Your instructions:
The required result is the exact run of lines beginning at the one containing "of the forested" and ending at the last line of the entries.
--- Start Entries ---
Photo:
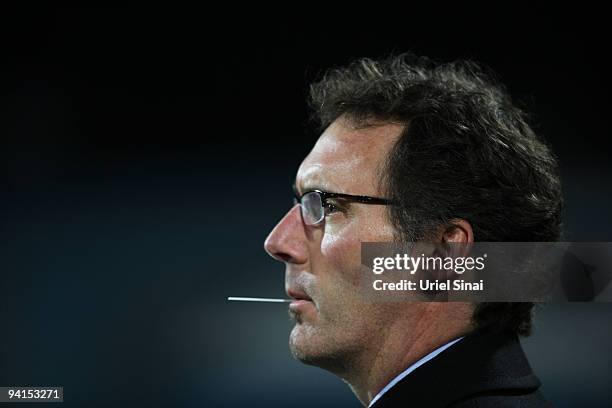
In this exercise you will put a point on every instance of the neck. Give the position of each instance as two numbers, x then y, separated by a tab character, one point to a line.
397	350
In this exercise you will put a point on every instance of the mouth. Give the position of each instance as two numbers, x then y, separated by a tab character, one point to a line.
300	300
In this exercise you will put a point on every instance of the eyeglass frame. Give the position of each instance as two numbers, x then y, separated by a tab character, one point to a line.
361	199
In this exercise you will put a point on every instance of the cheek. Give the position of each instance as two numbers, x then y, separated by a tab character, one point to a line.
341	254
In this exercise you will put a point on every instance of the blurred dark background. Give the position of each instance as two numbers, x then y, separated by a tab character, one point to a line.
145	154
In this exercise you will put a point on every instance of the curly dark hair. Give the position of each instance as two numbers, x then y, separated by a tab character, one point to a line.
466	152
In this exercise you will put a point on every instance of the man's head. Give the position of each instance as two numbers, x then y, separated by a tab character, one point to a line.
446	145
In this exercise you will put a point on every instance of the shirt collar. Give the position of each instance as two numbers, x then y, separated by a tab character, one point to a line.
412	368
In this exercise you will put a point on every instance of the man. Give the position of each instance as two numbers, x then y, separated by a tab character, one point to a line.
414	151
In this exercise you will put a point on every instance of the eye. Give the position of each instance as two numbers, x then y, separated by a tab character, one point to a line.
331	207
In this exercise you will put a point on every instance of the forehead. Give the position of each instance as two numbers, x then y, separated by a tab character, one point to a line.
347	158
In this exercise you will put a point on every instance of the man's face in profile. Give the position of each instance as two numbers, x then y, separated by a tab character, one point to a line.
323	261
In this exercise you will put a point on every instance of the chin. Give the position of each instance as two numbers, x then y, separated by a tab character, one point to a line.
309	346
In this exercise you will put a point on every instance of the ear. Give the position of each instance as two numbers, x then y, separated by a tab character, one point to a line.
458	231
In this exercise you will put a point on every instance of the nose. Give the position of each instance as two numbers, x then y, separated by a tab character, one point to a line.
287	241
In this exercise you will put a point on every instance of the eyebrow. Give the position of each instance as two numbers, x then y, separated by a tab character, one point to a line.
308	187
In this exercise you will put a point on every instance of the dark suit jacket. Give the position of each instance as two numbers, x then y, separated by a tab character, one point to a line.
481	370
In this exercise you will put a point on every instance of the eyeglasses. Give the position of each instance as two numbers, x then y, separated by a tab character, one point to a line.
314	205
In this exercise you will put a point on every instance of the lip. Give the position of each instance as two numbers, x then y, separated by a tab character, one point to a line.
300	299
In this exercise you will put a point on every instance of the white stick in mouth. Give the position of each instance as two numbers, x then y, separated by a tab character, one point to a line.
240	299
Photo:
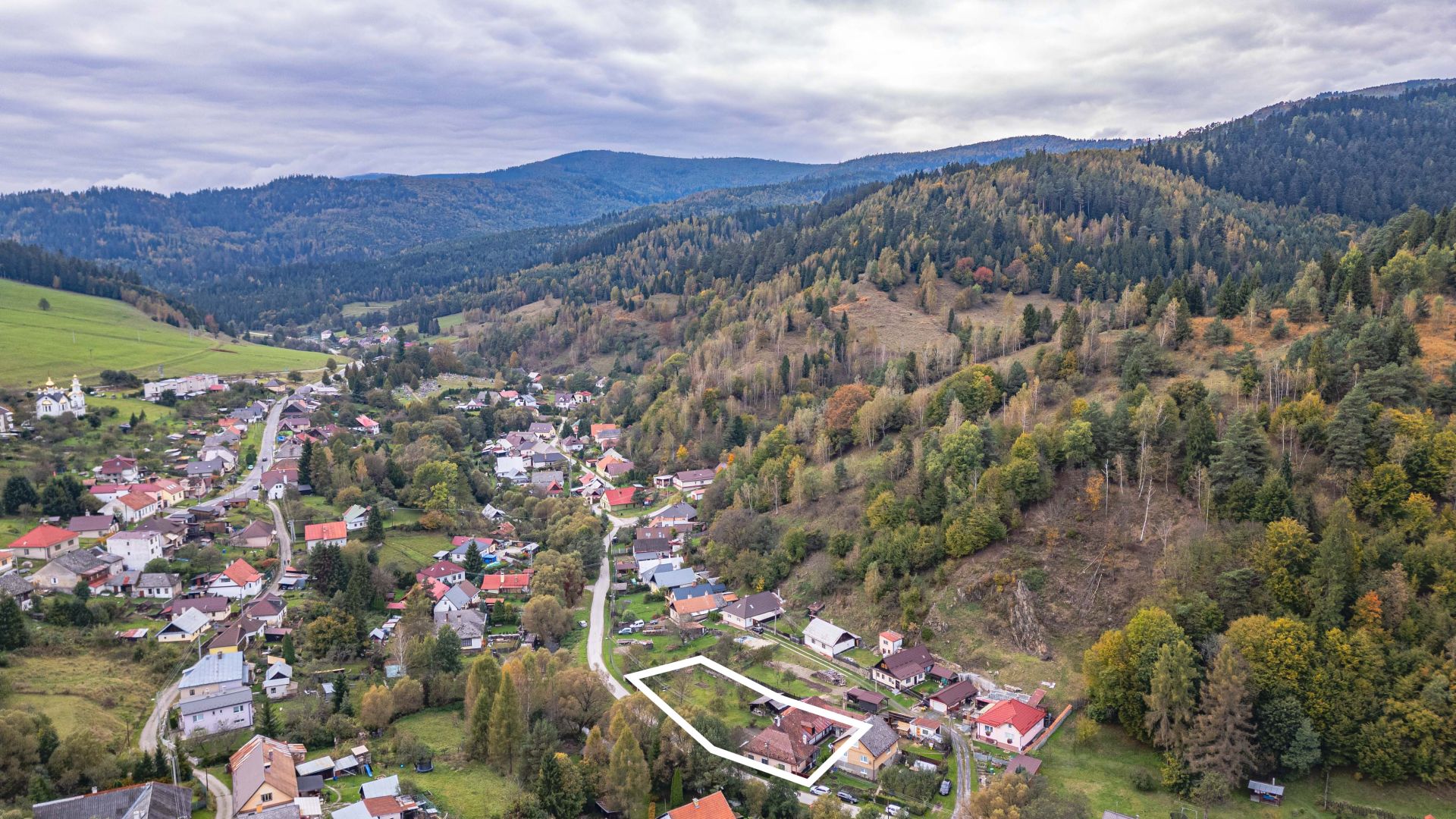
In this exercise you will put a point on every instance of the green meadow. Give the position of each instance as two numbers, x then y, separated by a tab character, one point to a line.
88	334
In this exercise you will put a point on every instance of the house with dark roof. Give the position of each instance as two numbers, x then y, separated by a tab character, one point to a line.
903	670
69	569
147	800
711	806
753	610
873	752
783	749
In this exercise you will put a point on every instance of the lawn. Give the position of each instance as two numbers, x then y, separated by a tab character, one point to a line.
99	692
413	550
1103	771
465	789
86	334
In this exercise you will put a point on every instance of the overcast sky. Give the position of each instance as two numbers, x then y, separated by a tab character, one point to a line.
181	95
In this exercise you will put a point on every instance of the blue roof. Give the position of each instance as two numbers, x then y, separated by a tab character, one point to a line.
688	592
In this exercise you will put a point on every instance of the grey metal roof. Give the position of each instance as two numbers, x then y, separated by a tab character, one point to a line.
880	736
216	668
216	701
150	800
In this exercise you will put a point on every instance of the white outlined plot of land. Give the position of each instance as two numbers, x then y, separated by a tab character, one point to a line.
859	727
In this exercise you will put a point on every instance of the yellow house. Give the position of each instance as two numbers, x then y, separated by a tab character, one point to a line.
264	774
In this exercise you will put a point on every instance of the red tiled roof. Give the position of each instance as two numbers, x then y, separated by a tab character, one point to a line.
1014	711
331	531
42	537
711	806
618	497
242	573
137	502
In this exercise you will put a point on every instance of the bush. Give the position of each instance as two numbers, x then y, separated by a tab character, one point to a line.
1144	780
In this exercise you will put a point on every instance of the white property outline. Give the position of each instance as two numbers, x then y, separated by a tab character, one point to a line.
862	727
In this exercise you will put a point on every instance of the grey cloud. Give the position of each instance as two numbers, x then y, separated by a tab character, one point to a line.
174	95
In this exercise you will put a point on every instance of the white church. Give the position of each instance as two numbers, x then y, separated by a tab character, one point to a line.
52	401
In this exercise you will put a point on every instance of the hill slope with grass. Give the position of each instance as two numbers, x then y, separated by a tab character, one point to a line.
86	334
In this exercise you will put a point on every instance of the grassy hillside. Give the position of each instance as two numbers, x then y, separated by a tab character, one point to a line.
86	334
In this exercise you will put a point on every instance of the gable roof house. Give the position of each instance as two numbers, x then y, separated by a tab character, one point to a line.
92	526
158	585
44	542
64	572
136	548
878	748
827	639
332	534
185	627
903	670
753	610
237	580
778	748
18	588
264	774
147	800
711	806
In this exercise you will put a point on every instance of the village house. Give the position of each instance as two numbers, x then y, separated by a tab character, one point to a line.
873	752
613	500
954	697
1011	725
63	573
753	610
356	518
146	800
778	748
711	806
185	627
278	681
256	535
332	534
824	637
133	506
92	526
136	548
691	480
264	774
674	515
18	588
213	608
441	570
903	670
120	469
44	542
519	583
158	586
275	484
267	608
237	580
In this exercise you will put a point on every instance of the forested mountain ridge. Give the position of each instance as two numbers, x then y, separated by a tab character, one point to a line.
34	265
178	238
1357	155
--- End Entries ---
Result for this exercise:
In this exercise you will put a point on every instance of the forested mountain ridge. Give the position of each instance as two numbers, x then y, separated by a tab character, one point to a line.
34	265
178	238
1357	155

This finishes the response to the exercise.